### SELECTED EXTRACT
>>>

Pick of the Week

May 29, 2013 – The Wake #1

What did the
community think?

Avg Rating: 4.5
iFanboy Community Pick of the Week Percentage: 50.0%
Users who pulled this comic:
Story by Scott Snyder
Art by Sean Murphy
Colors by Matt Hollingsworth
Cover by Sean Murphy & Andy Kubert

Size: 32 pages
Price: 2.99

“I can’t fight the feeling
I’m born to kill prey
To survive an attack
There’s only one way
Battle to the death
That’s how sharks play
Weapons left behind
We dueling with the mind
You blind, crippled, or crazy
You’re real easy to find
Struggling to flow with hemorrhages in your throat
Getting the lap dance while I smash through your boat”

— “Deepest, Bluest; LL Cool J

1. The Quest

The waves sang as they devoured the man, right before Dr. Archer’s eyes. It took him and left her with only that sound. When a government man arrives some time later, he plays the song again, and she has no recourse but to follow him all those fathoms downward into the dark, a sailor drawn to a siren. There she brushes up against the egos of other specialists, those devoted to knowing the unknowable sea. Those men and something very old.

<<<

### DATASET EXTRACT
>>>

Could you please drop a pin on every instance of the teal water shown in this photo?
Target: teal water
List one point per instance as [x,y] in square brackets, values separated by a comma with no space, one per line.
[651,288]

<<<

### PROBLEMS TO WORK ON
• 1. In the Pick of the Week page, who is credited with the colors for The Wake #1?
• 2. Please edit the Pick of the Week page's passage starting at "1. The Quest" and ending at "something very old.", putting "federal agent" in place of "government man".

### RESPONSES TO THE TASKS
• 1. Matt Hollingsworth

• 2.
1. The Quest

The waves sang as they devoured the man, right before Dr. Archer’s eyes. It took him and left her with only that sound. When a federal agent arrives some time later, he plays the song again, and she has no recourse but to follow him all those fathoms downward into the dark, a sailor drawn to a siren. There she brushes up against the egos of other specialists, those devoted to knowing the unknowable sea. Those men and something very old.